=== TASK STATEMENT ===
Copy the following items verbatim, line for line.

Extracted data entries:
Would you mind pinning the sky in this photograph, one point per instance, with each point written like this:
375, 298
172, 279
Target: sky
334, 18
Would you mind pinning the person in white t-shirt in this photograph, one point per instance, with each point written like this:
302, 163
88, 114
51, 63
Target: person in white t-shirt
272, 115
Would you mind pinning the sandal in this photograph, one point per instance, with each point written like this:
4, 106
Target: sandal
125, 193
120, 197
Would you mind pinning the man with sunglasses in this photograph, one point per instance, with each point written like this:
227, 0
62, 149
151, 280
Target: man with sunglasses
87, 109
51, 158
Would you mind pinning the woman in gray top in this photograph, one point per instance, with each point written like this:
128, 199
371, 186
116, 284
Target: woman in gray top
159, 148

=== ANSWER BELOW ===
Would you mind pinning the sky in this photograph, one point per instance, with each point written like this:
375, 298
172, 279
Target: sky
334, 18
Would you mind pinning the person in white t-shirt in this photograph, one point per instance, with each point written like this:
302, 163
88, 114
51, 63
Target: person in white t-shirt
272, 115
Would you mind pinning the sandal in this photograph, one point per instance, with each point written like this:
4, 106
Target: sandal
125, 193
120, 197
Would you mind pinning the man with sunglasses in this photograph, one point per instance, with each point written like this:
227, 0
62, 149
151, 280
Target: man with sunglasses
87, 109
51, 158
Would you mind pinning the woman in gray top in this photograph, one point per instance, with each point written like this:
128, 199
371, 186
116, 284
Target: woman in gray top
159, 148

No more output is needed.